- _Your goal_: In the records below, find the lines that include "camouflage" and copy each.

Records from a dataset:
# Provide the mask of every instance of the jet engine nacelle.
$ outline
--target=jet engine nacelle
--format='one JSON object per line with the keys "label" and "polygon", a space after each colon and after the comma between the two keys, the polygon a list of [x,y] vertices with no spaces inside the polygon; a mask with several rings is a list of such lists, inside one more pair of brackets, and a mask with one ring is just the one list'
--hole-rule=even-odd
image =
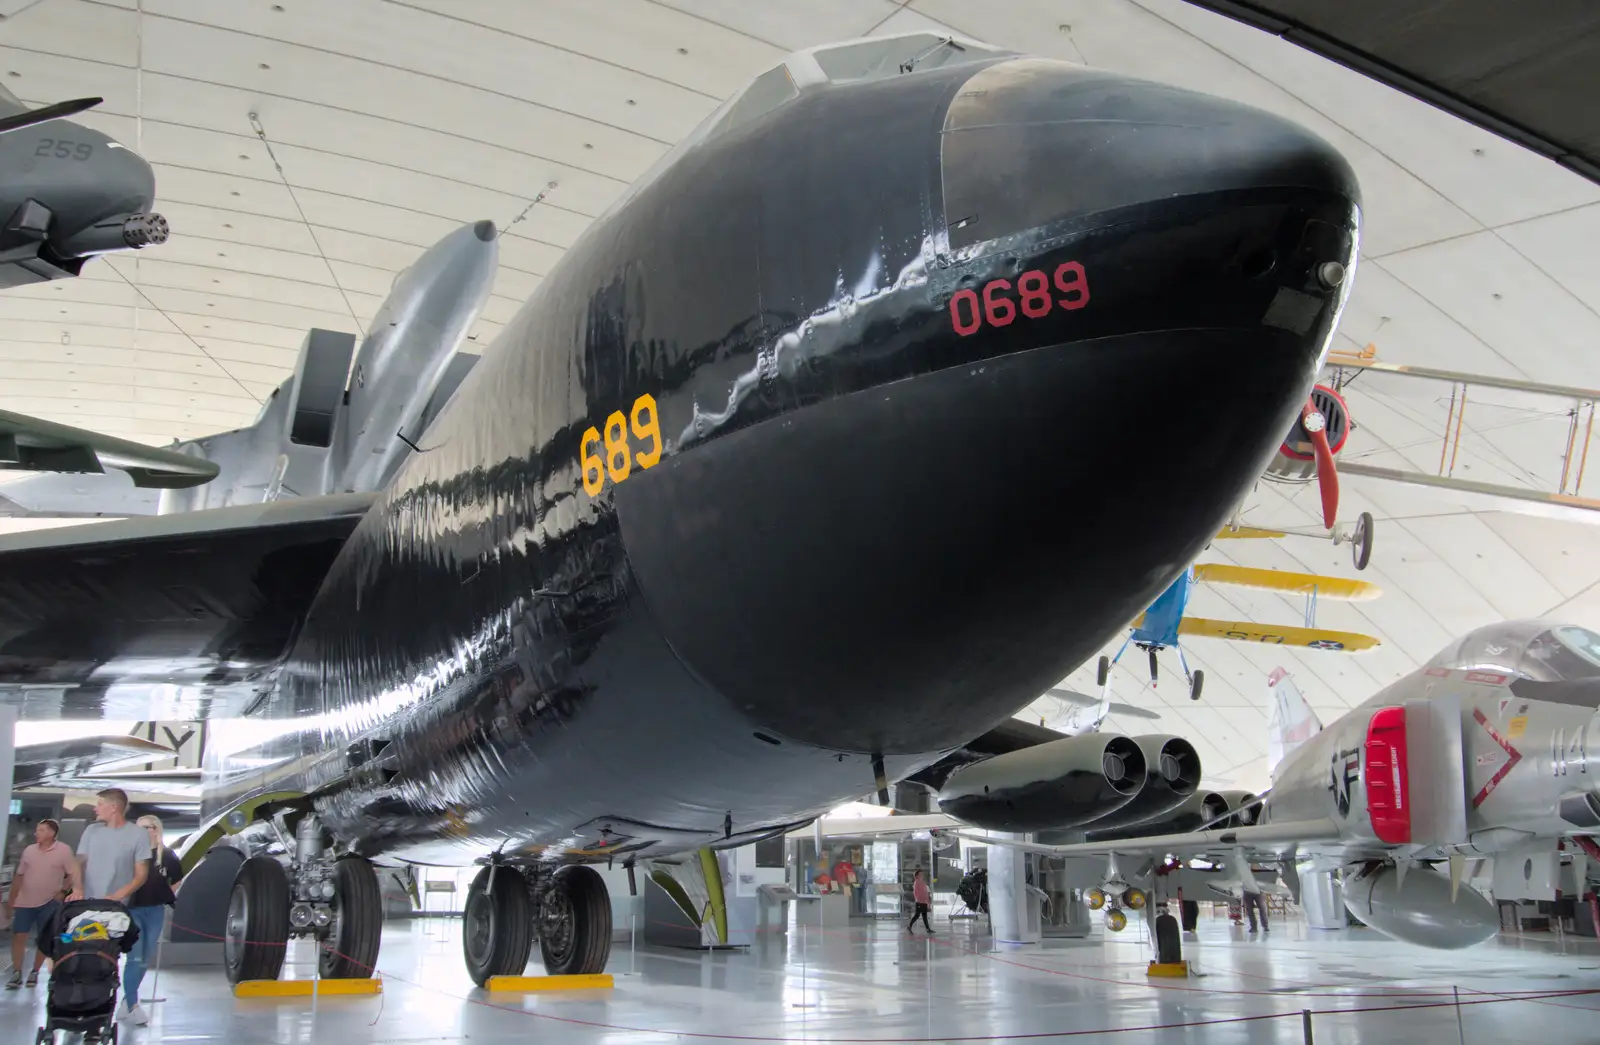
{"label": "jet engine nacelle", "polygon": [[1086,733],[962,766],[939,808],[990,831],[1078,827],[1126,805],[1145,787],[1144,751],[1116,733]]}
{"label": "jet engine nacelle", "polygon": [[1233,815],[1218,827],[1249,827],[1261,819],[1261,803],[1256,799],[1260,796],[1252,791],[1223,791],[1220,795],[1227,806],[1227,812]]}
{"label": "jet engine nacelle", "polygon": [[1175,835],[1200,828],[1228,815],[1228,800],[1215,791],[1196,791],[1183,800],[1183,804],[1153,820],[1122,829],[1101,830],[1090,824],[1084,836],[1086,842],[1099,842],[1114,838],[1143,838],[1148,835]]}
{"label": "jet engine nacelle", "polygon": [[1134,827],[1167,816],[1200,786],[1200,754],[1182,737],[1149,733],[1134,737],[1150,767],[1144,787],[1123,805],[1108,810],[1092,825],[1095,831]]}
{"label": "jet engine nacelle", "polygon": [[1401,882],[1392,864],[1365,872],[1345,868],[1344,903],[1366,924],[1397,940],[1454,951],[1483,943],[1500,931],[1500,913],[1482,893],[1463,883],[1450,899],[1450,878],[1412,867]]}

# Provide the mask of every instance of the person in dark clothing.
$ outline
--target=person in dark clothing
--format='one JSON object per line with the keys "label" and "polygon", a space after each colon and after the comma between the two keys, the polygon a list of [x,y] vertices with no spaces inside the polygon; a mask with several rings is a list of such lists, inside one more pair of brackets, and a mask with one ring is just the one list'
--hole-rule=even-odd
{"label": "person in dark clothing", "polygon": [[1261,912],[1261,931],[1271,932],[1267,928],[1267,898],[1260,893],[1246,891],[1244,894],[1244,910],[1250,916],[1250,931],[1256,931],[1256,912]]}
{"label": "person in dark clothing", "polygon": [[150,836],[150,873],[145,876],[144,884],[128,898],[128,913],[133,916],[134,924],[139,926],[139,939],[123,966],[122,1004],[123,1018],[143,1025],[149,1021],[139,1007],[139,984],[143,982],[145,970],[155,957],[156,948],[161,945],[161,932],[167,924],[167,908],[178,902],[173,890],[183,879],[183,864],[178,860],[178,854],[162,842],[159,817],[141,816],[138,824]]}
{"label": "person in dark clothing", "polygon": [[1183,901],[1183,919],[1182,920],[1183,920],[1183,931],[1186,932],[1186,933],[1195,932],[1197,929],[1200,928],[1200,901],[1199,900],[1185,900],[1185,901]]}

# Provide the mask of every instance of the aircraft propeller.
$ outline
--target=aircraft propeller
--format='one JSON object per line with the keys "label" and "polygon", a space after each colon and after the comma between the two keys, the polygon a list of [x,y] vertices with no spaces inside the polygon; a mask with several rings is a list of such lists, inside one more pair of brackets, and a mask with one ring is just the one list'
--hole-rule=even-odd
{"label": "aircraft propeller", "polygon": [[76,116],[85,109],[93,109],[105,101],[104,98],[74,98],[71,101],[56,102],[40,109],[30,109],[27,112],[15,113],[11,116],[0,116],[0,134],[7,131],[20,131],[34,124],[44,123],[48,120],[59,120],[64,116]]}
{"label": "aircraft propeller", "polygon": [[1322,490],[1322,525],[1331,530],[1339,516],[1339,472],[1333,463],[1333,450],[1328,446],[1328,419],[1317,409],[1316,400],[1306,400],[1300,423],[1311,437],[1311,448],[1317,457],[1317,486]]}

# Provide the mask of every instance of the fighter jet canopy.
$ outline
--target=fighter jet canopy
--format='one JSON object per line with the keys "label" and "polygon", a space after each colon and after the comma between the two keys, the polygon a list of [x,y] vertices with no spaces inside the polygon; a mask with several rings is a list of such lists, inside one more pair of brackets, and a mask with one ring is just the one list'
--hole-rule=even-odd
{"label": "fighter jet canopy", "polygon": [[1468,632],[1427,666],[1502,671],[1536,682],[1600,678],[1600,635],[1553,621],[1505,621]]}

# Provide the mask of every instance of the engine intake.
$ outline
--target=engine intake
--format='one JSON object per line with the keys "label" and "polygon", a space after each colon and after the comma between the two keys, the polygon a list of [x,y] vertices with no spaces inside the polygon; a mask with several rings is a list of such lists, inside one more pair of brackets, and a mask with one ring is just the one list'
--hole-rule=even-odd
{"label": "engine intake", "polygon": [[1182,737],[1134,737],[1151,772],[1139,793],[1095,820],[1094,830],[1133,827],[1175,811],[1200,786],[1200,754]]}

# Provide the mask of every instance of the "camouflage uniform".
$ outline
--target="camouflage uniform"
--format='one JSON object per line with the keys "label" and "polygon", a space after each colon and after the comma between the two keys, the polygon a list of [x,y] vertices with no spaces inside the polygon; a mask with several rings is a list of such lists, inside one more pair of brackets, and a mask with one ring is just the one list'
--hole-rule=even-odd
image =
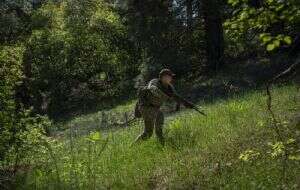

- _Response to the exercise_:
# Provide the mask of every instance of the "camouflage uniform".
--target="camouflage uniform"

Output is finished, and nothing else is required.